##### Excerpt provided #####

Preprocessing — gatac.pp

Preprocessing — gatac.pp#

The gatac.pp namespace covers the full preprocessing pipeline: reading raw fragment files, computing quality metrics, filtering barcodes, and building count matrices.


Fragment I/O#

Convert raw fragment TSV.GZ files to columnar Parquet for efficient GPU streaming. Parquet preserves row-group structure so GATAC can process files larger than GPU memory.

make_parquet

Convert ATAC fragments TSV.GZ file to Parquet format.

make_parquet_batch

Convert multiple ATAC fragment TSV.GZ files to Parquet in parallel.

read_fragments_parquet

Read ATAC fragments from Parquet file optimized for GPU memory.


Quality metrics & filtering#

Compute TSS enrichment score and fragment-level statistics entirely on GPU using a streaming approach, filter barcodes by quality thresholds, and detect doublet / multiplet cells with the AMULET Poisson method. filter_fragments accepts a pre-computed metrics DataFrame or CSV and a Polars query string; detect_doublets returns per-cell p/q values and an is_doublet flag.

#####

Task: Do these statements agree with the preprocessing page? Answer yes or no for each, quoting the deciding words from the page. 1. Parquet lets GATAC handle files too large to fit in GPU memory. 2. make_parquet_batch converts fragment files one after another rather than in parallel. 3. detect_doublets gives back per-cell p/q values along with an is_doublet flag. The collected data has nothing to do with this.

##### Extracted information #####

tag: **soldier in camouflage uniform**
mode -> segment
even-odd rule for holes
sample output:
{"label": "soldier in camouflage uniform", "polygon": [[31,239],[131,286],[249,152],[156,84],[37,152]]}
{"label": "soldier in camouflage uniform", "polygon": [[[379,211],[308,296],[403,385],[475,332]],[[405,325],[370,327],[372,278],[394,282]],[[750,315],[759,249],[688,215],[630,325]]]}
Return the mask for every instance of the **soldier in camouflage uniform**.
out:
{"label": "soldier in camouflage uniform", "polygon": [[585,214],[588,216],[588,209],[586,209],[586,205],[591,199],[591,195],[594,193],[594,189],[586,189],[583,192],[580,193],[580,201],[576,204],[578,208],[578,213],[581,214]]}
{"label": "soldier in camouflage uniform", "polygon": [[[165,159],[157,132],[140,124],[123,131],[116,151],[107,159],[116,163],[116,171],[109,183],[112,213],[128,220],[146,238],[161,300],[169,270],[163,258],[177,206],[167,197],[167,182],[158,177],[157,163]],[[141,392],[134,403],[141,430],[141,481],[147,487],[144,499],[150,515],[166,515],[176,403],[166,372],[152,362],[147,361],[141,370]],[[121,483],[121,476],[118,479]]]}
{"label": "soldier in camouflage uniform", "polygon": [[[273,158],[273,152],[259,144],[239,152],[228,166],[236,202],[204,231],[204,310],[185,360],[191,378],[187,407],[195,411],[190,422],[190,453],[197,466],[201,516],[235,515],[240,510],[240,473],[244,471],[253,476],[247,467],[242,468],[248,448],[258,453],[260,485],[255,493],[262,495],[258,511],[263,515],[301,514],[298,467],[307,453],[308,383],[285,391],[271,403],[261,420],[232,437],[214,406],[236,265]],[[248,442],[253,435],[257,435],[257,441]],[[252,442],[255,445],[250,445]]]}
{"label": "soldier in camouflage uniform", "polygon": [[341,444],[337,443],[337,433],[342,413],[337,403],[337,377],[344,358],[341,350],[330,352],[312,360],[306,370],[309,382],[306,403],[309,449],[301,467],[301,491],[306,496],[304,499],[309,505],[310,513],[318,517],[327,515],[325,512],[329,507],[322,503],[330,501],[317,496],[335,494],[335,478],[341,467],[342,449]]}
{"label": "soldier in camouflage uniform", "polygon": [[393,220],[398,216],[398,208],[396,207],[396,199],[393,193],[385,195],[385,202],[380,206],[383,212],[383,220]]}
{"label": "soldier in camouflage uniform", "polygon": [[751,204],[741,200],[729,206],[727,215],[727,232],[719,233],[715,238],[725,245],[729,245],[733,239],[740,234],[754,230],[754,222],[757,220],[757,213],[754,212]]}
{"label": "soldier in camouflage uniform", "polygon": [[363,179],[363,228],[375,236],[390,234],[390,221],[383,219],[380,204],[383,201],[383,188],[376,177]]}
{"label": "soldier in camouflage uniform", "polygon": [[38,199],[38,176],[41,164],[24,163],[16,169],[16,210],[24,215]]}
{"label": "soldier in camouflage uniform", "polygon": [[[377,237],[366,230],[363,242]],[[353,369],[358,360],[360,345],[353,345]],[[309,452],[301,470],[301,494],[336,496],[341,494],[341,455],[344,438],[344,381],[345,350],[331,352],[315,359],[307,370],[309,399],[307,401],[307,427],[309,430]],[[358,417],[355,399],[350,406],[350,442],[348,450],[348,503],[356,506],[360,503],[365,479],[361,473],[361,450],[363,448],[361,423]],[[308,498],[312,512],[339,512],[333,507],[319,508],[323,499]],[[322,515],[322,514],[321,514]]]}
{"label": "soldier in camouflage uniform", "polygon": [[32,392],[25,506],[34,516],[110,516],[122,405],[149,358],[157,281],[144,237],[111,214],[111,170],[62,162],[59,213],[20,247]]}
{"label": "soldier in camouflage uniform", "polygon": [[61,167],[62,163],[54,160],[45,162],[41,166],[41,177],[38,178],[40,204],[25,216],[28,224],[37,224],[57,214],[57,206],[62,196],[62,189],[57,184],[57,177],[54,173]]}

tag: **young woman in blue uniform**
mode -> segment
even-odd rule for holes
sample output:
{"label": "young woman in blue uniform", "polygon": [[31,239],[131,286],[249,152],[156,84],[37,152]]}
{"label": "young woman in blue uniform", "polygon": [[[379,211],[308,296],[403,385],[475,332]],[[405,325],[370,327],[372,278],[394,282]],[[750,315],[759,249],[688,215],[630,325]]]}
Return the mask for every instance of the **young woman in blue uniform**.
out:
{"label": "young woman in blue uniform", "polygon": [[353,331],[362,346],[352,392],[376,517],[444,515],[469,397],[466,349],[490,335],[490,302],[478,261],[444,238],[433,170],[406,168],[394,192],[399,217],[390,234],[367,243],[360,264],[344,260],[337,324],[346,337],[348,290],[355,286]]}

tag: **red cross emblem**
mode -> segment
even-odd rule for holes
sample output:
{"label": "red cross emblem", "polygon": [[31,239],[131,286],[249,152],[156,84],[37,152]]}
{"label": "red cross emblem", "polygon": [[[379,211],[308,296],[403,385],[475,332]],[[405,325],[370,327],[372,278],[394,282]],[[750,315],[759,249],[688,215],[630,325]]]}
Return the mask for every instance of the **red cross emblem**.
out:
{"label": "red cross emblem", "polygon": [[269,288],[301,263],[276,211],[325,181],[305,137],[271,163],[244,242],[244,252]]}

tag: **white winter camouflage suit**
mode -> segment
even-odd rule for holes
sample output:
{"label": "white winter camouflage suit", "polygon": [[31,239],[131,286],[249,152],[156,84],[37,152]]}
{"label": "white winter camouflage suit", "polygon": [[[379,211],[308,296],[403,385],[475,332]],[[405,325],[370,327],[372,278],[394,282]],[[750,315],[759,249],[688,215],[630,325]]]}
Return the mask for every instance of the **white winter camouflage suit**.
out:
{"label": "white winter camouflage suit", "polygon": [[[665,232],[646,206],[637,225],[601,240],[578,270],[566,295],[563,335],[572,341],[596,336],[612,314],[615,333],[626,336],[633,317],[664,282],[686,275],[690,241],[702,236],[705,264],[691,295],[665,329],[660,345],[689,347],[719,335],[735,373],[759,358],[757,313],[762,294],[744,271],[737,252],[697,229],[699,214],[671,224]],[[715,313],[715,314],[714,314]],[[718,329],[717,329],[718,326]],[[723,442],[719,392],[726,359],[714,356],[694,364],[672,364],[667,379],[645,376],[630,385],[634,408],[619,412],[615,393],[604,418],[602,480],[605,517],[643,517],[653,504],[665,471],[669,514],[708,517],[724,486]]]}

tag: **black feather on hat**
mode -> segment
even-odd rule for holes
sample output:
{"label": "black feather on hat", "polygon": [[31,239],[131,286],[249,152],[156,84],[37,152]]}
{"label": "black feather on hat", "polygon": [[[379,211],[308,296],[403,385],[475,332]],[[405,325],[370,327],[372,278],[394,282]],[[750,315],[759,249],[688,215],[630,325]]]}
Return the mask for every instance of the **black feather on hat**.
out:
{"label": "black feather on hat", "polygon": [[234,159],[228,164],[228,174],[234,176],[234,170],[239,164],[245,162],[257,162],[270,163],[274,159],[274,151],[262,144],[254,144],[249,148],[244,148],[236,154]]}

#####
##### Extracted information #####

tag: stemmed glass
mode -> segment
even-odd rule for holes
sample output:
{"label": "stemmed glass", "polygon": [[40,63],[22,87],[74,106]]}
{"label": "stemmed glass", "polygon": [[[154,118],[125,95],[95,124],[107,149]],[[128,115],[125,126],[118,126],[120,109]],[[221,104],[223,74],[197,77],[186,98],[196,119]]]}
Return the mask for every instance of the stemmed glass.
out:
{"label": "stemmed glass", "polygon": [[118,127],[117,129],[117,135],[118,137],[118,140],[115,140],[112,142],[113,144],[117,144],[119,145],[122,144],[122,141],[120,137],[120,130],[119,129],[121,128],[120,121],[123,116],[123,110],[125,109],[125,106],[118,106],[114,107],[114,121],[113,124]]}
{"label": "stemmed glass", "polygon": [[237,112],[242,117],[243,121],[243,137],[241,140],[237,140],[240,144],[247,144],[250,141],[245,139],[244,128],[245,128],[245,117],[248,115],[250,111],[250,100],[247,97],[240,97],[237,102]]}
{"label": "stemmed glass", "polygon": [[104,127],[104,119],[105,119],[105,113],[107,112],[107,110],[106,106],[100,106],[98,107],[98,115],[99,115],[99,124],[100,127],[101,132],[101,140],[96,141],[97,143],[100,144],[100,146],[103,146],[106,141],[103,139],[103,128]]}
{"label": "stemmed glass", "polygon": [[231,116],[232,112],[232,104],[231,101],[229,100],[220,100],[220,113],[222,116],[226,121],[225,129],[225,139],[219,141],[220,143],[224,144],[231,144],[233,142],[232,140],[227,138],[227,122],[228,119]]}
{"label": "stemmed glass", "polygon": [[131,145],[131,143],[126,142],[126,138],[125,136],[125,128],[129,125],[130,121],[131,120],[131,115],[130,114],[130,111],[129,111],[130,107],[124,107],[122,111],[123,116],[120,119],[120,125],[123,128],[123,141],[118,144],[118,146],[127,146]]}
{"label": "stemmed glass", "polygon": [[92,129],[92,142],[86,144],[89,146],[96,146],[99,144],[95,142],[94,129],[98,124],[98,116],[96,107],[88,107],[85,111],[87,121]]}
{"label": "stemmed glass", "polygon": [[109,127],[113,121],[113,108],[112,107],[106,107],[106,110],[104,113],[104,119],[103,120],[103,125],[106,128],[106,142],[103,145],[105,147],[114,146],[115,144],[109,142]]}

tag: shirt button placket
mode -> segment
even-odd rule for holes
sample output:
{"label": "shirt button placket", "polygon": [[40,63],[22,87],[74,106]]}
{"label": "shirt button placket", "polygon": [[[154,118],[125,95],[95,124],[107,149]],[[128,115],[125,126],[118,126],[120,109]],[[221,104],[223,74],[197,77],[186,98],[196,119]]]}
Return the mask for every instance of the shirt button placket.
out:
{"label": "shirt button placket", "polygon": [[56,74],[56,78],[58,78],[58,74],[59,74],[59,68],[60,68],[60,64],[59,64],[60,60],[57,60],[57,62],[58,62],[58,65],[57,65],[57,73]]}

#####

Response below:
1. Yes: "Parquet preserves row-group structure so GATAC can process files larger than GPU memory."
2. No: "Convert multiple ATAC fragment TSV.GZ files to Parquet in parallel."
3. Yes: "detect_doublets returns per-cell p/q values and an is_doublet flag."